**Work to complete**
The required output is every record, written out exactly.

**Entries provided**
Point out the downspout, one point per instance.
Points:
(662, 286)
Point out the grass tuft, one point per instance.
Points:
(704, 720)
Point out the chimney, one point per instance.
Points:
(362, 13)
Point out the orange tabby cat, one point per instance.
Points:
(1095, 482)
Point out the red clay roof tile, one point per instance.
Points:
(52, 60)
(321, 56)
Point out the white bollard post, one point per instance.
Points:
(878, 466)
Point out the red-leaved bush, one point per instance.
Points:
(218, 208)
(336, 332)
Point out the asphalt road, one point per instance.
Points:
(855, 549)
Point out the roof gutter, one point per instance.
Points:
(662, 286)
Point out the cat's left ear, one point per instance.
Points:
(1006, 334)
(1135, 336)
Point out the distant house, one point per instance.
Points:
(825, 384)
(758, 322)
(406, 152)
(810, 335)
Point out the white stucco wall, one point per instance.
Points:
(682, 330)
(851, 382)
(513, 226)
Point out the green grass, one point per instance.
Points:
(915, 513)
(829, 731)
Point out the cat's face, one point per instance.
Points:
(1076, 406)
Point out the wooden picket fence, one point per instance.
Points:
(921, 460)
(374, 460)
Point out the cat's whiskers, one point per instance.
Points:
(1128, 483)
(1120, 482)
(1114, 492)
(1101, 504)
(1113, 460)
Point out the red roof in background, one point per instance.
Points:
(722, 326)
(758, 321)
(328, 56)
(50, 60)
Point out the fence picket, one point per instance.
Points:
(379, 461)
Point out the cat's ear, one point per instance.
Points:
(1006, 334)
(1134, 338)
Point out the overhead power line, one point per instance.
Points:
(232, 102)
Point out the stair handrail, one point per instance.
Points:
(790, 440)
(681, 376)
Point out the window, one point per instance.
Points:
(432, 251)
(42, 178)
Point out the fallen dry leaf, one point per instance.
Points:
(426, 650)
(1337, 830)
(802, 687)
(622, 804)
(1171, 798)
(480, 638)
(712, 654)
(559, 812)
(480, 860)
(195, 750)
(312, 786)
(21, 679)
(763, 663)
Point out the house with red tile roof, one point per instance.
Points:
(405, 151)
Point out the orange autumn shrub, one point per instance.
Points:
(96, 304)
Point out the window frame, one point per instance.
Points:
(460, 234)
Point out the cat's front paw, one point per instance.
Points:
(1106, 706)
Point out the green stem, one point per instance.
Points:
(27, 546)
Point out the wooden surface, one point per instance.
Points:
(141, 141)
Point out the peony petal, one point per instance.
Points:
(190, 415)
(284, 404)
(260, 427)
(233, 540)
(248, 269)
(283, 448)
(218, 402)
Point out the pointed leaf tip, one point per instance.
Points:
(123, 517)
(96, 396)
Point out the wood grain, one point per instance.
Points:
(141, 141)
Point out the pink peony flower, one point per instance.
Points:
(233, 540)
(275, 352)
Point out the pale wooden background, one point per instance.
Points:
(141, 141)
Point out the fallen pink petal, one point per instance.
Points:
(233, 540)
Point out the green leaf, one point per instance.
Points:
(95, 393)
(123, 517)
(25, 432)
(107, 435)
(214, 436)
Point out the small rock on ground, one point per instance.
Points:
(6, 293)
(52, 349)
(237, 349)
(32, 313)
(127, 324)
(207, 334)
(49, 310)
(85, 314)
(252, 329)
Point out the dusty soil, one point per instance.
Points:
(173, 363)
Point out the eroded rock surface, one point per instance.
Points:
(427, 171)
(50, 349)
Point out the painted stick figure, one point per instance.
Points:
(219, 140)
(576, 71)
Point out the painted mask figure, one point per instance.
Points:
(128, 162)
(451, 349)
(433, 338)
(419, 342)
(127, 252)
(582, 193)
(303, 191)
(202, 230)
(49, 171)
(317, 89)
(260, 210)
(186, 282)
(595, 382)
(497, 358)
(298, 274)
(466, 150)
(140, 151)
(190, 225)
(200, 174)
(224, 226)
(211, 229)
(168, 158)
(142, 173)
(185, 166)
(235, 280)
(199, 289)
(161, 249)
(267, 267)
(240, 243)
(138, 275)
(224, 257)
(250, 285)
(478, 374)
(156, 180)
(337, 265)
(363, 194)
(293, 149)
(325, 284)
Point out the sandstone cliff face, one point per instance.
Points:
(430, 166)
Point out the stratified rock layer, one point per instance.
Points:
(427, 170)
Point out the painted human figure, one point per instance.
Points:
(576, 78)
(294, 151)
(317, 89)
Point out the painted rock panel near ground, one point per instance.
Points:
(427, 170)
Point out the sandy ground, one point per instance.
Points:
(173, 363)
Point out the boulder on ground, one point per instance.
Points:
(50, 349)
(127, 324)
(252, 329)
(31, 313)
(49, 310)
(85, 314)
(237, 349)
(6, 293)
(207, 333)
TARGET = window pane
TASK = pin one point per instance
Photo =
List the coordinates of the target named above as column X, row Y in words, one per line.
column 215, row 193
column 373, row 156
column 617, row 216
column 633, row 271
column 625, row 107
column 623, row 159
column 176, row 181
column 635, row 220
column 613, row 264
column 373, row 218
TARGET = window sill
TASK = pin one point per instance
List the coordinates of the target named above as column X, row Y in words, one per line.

**Your response**
Point out the downspout, one point per instance.
Points:
(662, 286)
Point out the grass tuft, one point per instance.
Points:
(704, 720)
Point out the chimney, one point per instance.
Points:
(362, 13)
Point out the orange tabby cat, one point per instance.
Points:
(1095, 482)
Point out the red clay roof tile, one point per instance.
Points:
(52, 60)
(321, 56)
Point out the white bollard post, one point per instance.
Points:
(878, 466)
Point out the red-leaved bush, one point per instance.
Points:
(218, 208)
(336, 332)
Point out the asphalt road, one point per instance.
Points:
(855, 549)
Point out the roof gutter, one point per instance.
Points:
(662, 286)
Point out the cat's left ear, one point per instance.
Points:
(1006, 334)
(1135, 336)
Point out the distant house, one point per instance.
Points:
(825, 384)
(758, 322)
(406, 152)
(810, 335)
Point out the white stucco wall, one point per instance.
Points:
(682, 330)
(851, 382)
(513, 226)
Point out the green grass, one point per instance.
Points:
(915, 513)
(829, 731)
Point out the cat's face, one point per instance.
Points:
(1076, 406)
Point out the wooden picket fence, one point per instance.
Points:
(921, 460)
(374, 460)
Point out the cat's whiskers, one point per instance.
Points:
(1128, 483)
(1120, 482)
(1114, 492)
(1101, 504)
(1113, 460)
Point out the red roof in background, one point per instance.
Points:
(722, 326)
(758, 321)
(328, 56)
(50, 60)
Point out the fence picket, one point per instance.
Points:
(379, 461)
Point out the cat's ear, one point per instance.
Points:
(1006, 334)
(1134, 338)
Point out the overhead power line, one point per instance.
Points:
(232, 102)
Point out the stair handrail, one point per instance.
Points:
(790, 440)
(681, 376)
Point out the window, one point per instance.
Points:
(432, 251)
(42, 178)
Point out the fallen dry leaf, one point per instance.
Points:
(426, 650)
(1337, 830)
(802, 687)
(622, 804)
(1171, 798)
(480, 638)
(712, 654)
(559, 812)
(480, 860)
(195, 750)
(312, 786)
(21, 679)
(763, 663)
Point out the house with red tile roof, one point per instance.
Points:
(405, 151)
Point out the orange autumn shrub, one point per instance.
Points:
(96, 304)
Point out the window frame, one point per instance.
Points:
(460, 234)
Point out the cat's front paw, one point per instance.
Points:
(1106, 706)
Point out the green stem, one point per instance.
Points:
(27, 546)
Point out the wooden surface, one point per instance.
Points:
(141, 141)
Point out the peony petal, one point per instance.
Points:
(190, 415)
(284, 404)
(260, 427)
(233, 540)
(248, 269)
(283, 448)
(218, 402)
Point out the pointed leaf tip, one point per instance.
Points:
(123, 517)
(96, 396)
Point out the wood grain, one point per instance.
Points:
(141, 141)
Point out the pink peony flower, one point per instance.
Points:
(233, 540)
(275, 352)
Point out the pale wooden background, one point per instance.
Points:
(141, 141)
Point out the fallen pink petal, one point per instance.
Points:
(233, 540)
Point out the green leaf, one point per instance.
Points:
(95, 393)
(123, 517)
(25, 432)
(107, 435)
(214, 436)
Point out the small rock on ground, one point per instance.
Points:
(6, 293)
(52, 349)
(237, 349)
(32, 313)
(127, 324)
(207, 334)
(49, 310)
(85, 314)
(252, 329)
Point out the dusty soil, one point per instance.
Points:
(173, 363)
Point out the eroded rock surface, one point per instance.
Points:
(427, 171)
(50, 349)
Point out the painted stick figure, one point per instance.
Points:
(219, 140)
(576, 71)
Point out the painted mask figure, one point per instance.
Points:
(128, 162)
(451, 349)
(433, 338)
(419, 342)
(127, 252)
(582, 193)
(303, 191)
(202, 230)
(49, 171)
(317, 89)
(260, 210)
(186, 282)
(595, 382)
(497, 358)
(298, 274)
(466, 150)
(140, 151)
(190, 225)
(200, 174)
(224, 226)
(211, 229)
(168, 158)
(142, 173)
(185, 166)
(235, 280)
(199, 289)
(161, 249)
(267, 267)
(240, 243)
(138, 275)
(224, 257)
(250, 285)
(478, 374)
(156, 180)
(337, 265)
(363, 194)
(293, 149)
(325, 284)
Point out the sandstone cliff face, one point per instance.
Points:
(430, 166)
Point out the stratified rock layer, one point per instance.
Points:
(427, 170)
Point out the painted human figure, one point per instance.
Points:
(576, 78)
(294, 151)
(317, 89)
Point out the painted rock panel near ground, one point per instance.
Points:
(427, 170)
Point out the sandy ground, one point per instance.
Points:
(173, 363)
Point out the boulder on ground, one point per instance.
Points:
(50, 349)
(127, 324)
(252, 329)
(31, 313)
(49, 310)
(85, 314)
(237, 349)
(6, 293)
(207, 333)
TARGET = window pane
TASK = pin one point per instance
Photo =
List the coordinates of the target named above as column X, row Y in words, one per line.
column 215, row 193
column 373, row 156
column 617, row 216
column 633, row 271
column 625, row 107
column 623, row 159
column 176, row 181
column 635, row 220
column 613, row 264
column 373, row 218
TARGET = window sill
TASK = pin one point per instance
List the coordinates of the target named above as column X, row Y in words, one per line.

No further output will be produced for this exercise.